** PROBLEM TO WORK ON **
Put the item lines into a Markdown table with columns named "Row" and "Line text," starting at the first line of the items and ending at the line containing "point(401, 294)". Leave out any blank lines.

***** GIVEN DATA

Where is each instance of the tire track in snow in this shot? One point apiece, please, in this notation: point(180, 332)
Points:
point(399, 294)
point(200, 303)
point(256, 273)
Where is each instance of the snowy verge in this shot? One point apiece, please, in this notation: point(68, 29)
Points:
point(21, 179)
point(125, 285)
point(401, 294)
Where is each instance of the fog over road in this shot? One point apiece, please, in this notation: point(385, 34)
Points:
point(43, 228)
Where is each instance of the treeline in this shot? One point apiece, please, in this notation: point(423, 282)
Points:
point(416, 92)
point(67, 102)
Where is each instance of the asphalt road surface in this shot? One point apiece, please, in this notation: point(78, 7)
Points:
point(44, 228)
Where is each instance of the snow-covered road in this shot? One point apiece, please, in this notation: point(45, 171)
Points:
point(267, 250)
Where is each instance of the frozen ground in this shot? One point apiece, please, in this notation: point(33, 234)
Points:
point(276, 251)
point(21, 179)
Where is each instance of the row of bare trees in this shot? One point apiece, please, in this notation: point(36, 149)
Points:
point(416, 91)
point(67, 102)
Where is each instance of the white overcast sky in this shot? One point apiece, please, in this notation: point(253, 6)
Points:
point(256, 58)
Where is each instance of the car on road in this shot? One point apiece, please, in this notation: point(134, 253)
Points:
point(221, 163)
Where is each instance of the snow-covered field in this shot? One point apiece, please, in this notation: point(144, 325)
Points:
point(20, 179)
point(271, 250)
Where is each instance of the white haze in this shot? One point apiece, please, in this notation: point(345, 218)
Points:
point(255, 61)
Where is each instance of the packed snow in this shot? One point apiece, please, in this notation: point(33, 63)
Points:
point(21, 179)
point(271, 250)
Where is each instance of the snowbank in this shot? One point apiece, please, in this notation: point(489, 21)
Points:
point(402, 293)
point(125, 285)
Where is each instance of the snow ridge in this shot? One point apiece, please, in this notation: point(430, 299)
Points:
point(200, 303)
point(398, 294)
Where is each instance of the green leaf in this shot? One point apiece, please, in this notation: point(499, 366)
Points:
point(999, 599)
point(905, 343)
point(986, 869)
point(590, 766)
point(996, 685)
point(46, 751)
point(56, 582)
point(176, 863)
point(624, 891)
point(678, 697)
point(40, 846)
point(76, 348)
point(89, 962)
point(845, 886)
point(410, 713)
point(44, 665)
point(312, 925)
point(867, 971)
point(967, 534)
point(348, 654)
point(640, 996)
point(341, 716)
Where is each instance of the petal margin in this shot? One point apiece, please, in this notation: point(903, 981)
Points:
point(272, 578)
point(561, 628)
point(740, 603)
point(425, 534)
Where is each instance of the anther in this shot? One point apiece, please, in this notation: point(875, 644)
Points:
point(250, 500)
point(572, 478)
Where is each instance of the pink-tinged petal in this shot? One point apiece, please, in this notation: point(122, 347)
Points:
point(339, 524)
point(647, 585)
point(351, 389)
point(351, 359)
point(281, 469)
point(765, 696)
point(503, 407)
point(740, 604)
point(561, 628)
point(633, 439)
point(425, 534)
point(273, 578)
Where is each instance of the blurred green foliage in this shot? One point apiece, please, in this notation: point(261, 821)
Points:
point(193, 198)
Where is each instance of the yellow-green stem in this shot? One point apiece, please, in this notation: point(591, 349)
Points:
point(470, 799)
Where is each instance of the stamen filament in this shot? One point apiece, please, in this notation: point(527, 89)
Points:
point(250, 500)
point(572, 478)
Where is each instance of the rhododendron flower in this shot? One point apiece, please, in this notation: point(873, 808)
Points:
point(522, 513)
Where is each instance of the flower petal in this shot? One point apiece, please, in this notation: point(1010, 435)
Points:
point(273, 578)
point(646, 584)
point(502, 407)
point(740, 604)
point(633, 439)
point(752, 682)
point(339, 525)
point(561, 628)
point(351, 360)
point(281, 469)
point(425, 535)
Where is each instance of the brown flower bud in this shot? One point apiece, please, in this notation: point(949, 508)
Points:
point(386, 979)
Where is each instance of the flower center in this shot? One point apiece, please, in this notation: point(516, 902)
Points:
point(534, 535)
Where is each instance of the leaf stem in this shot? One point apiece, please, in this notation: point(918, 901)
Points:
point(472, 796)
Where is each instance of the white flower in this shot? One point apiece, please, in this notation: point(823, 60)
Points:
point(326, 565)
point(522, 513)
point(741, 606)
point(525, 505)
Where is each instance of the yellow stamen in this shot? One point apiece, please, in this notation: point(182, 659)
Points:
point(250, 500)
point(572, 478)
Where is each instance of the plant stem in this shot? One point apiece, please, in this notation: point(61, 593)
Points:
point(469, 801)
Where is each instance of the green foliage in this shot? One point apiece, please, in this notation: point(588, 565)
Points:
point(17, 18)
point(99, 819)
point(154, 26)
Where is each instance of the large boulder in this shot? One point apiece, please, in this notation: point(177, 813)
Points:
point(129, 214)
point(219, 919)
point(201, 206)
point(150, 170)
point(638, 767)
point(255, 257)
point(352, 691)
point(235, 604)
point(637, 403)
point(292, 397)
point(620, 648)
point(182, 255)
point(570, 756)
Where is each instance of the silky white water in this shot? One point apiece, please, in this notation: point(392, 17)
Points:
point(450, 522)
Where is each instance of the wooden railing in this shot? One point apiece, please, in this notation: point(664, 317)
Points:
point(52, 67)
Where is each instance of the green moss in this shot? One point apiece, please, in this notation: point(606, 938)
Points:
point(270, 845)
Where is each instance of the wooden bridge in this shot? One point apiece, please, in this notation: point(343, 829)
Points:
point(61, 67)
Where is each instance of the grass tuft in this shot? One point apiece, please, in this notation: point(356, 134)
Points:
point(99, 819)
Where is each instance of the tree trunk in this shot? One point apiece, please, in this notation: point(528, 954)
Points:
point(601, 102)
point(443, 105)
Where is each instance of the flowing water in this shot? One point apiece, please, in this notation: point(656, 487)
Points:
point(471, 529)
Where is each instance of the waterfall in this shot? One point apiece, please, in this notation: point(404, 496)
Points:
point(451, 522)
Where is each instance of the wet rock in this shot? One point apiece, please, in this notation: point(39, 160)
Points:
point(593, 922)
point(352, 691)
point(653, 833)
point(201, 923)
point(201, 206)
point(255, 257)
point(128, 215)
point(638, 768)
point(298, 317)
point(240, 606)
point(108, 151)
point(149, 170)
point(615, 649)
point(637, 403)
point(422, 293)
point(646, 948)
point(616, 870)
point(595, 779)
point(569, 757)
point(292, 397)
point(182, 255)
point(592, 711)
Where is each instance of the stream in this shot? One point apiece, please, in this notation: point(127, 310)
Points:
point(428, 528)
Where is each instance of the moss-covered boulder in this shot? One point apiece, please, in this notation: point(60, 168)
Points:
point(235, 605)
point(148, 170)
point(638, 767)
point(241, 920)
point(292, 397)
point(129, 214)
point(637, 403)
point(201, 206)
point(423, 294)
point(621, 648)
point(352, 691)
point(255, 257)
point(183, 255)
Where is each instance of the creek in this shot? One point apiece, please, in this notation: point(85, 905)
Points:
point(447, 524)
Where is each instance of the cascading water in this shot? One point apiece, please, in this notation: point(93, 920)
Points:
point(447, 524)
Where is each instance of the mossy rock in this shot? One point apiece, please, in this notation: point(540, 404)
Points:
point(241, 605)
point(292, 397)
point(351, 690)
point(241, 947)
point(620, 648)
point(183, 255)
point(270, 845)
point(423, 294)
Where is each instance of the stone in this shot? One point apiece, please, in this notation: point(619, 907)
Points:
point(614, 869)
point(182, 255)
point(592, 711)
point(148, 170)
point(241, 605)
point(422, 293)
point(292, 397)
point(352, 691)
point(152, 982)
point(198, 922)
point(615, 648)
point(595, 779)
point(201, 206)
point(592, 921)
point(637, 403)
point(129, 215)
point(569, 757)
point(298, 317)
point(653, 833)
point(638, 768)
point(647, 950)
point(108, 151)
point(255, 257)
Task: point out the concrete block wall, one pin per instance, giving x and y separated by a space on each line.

**********

** ANSWER TO THIS PROBLEM **
| Row | Line text |
|---|---|
| 1 | Where is each instance of the tire track in snow in this shot? One point apiece, please, in this notation: point(180, 332) |
| 2 | Points: |
| 3 | point(399, 294) |
| 4 | point(200, 303) |
| 5 | point(256, 273) |
| 6 | Where is each instance of the snowy verge in this shot? One point apiece, please, in this notation: point(68, 29) |
| 7 | Points: |
| 8 | point(21, 179) |
| 9 | point(125, 285) |
| 10 | point(401, 294) |